(Selected text):
---+---

There are things in my life that are easier because of who I am, I won’t deny that, but what more can I do besides acknowledge it and move on? When it comes to built-in prejudices, what more can I do than acknowledge them and do my best not to perpetuate them? When it comes to the injustices that we see in this world, what more can I do? I’m not the one doing them. I’m not killing people. I’m not holding people back. I’m not causing the injustice.

What more can I do?

There is something more I could do. I could talk to you about how we can solve the problem. I could share posts from writers and journalists and academics who have actual solutions to these problems. Ones you haven’t heard. Ones that don’t put trust in the same systems that got us to where we are now. I could talk about the welfare state, minimum wage, the warfare state, the police state, regulation, and unjust laws that hold all of us back. I could do that. I could have conversations about equality versus equal opportunity, about white versus black, about men versus women, about the powerful versus the powerless. I could do that.

Except.

---+---

(Required task A):
According to the passage, whose posts could the writer share?

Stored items

---+---

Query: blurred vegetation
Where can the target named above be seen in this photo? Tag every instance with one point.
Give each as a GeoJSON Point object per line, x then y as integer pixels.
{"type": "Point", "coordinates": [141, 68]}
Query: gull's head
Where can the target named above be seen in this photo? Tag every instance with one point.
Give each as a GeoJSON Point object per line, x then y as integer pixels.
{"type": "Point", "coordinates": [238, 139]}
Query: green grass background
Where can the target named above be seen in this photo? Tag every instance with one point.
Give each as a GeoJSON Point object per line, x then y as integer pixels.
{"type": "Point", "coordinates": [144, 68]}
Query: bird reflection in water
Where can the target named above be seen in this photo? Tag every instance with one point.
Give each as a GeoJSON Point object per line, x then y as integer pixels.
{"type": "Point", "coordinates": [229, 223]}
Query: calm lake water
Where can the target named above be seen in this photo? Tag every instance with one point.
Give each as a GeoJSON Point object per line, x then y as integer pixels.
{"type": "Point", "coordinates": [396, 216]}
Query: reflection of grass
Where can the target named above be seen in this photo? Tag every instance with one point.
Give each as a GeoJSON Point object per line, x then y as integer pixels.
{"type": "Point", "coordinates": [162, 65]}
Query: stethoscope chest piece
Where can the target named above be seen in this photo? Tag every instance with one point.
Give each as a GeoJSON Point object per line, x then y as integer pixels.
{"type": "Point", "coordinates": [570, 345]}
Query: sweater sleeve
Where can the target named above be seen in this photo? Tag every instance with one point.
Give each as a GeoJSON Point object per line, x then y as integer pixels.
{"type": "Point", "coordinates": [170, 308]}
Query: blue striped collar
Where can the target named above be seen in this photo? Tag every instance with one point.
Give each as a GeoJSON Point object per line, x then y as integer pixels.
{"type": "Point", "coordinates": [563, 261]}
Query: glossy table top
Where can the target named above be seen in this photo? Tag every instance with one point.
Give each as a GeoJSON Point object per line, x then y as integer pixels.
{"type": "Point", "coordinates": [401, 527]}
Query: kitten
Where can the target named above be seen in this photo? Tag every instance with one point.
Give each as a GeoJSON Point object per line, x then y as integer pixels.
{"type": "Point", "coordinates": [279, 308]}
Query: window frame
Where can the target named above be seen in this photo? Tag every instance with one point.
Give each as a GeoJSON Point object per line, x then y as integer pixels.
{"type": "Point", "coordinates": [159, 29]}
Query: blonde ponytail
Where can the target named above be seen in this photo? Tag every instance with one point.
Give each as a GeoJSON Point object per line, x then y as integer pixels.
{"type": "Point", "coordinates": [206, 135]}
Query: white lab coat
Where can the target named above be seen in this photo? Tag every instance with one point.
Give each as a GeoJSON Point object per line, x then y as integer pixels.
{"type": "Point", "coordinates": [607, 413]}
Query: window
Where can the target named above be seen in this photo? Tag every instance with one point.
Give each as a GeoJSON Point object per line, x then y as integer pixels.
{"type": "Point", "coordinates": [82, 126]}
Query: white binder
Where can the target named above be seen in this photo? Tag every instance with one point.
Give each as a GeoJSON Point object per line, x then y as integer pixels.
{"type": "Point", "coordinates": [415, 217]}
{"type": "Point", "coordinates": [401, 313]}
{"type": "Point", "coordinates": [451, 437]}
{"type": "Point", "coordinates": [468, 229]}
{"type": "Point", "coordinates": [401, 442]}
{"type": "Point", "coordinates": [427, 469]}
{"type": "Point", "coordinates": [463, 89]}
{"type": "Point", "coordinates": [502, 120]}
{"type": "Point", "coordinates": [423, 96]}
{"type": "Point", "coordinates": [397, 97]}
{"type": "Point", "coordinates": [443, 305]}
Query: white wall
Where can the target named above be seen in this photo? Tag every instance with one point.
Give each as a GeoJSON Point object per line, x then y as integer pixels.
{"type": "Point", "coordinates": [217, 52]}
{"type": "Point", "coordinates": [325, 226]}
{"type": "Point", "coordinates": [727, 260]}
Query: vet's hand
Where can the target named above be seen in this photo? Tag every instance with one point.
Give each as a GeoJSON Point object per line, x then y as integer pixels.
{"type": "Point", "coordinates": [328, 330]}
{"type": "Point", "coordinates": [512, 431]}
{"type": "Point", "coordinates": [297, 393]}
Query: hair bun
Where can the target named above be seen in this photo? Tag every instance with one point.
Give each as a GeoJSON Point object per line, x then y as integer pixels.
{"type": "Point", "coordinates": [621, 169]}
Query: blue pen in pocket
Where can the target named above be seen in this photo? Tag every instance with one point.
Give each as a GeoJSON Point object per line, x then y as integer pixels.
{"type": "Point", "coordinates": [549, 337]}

---+---

(Required task B):
Please pick out every line of the records that contains the word "reflection", treating case as significant.

(Final answer A):
Posts from writers, journalists and academics who have actual solutions to these problems.

(Final answer B):
Query: bird reflection in water
Query: reflection of grass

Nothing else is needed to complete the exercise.